Records contained in a dataset:
══════
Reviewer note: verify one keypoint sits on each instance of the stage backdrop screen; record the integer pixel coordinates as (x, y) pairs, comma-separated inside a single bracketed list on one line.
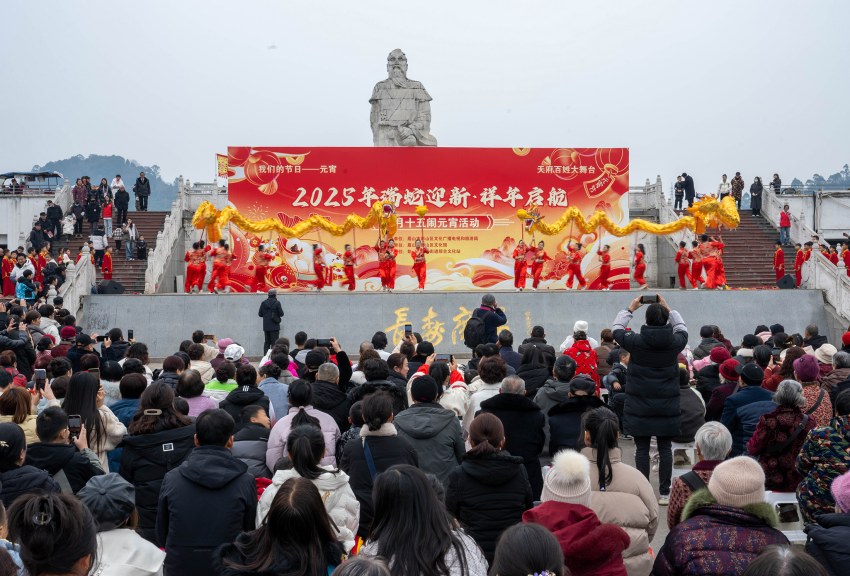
[(471, 227)]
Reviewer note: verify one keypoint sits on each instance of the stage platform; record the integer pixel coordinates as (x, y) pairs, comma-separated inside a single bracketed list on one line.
[(163, 321)]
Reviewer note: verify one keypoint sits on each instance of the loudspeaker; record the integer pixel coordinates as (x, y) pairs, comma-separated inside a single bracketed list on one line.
[(787, 282), (110, 287)]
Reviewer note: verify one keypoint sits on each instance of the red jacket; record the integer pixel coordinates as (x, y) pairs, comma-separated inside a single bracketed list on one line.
[(590, 547)]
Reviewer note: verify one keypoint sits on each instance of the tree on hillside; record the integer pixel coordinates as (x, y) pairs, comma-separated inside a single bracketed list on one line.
[(97, 166)]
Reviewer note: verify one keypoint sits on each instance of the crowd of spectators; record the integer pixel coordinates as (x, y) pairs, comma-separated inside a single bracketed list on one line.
[(409, 462)]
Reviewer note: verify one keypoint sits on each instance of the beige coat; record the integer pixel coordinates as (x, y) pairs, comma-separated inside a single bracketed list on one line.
[(630, 503)]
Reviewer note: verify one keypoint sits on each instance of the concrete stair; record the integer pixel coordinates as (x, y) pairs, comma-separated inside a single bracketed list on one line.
[(131, 274), (748, 255)]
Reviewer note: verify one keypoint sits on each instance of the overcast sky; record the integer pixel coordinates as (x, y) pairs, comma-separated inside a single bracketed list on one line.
[(706, 87)]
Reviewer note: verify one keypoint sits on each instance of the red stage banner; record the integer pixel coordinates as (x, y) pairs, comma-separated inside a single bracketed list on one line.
[(471, 226)]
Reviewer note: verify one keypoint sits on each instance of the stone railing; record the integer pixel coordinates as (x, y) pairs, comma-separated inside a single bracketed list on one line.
[(166, 241), (79, 278), (63, 197)]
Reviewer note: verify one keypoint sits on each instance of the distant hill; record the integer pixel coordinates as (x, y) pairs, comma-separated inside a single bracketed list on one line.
[(97, 167)]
══════
- **Problem description**
Lines from the one containing "of the stone" through the end of the entries above must be copied exactly; include both ends and no other lines.

- **Finished exercise**
Reviewer note: verify one keypoint sits on each instance of the stone railing; record the integer pixel coordinates as (x, y) pairs, comma-separated inside a single bracketed list on one line.
[(166, 241), (79, 278), (63, 197)]
Reviewer note: verify one keypoint sits on each instance of the distant hill; record the integer pixel coordinates as (x, y) pairs, comma-separated inside a single bracketed list on one line.
[(97, 167)]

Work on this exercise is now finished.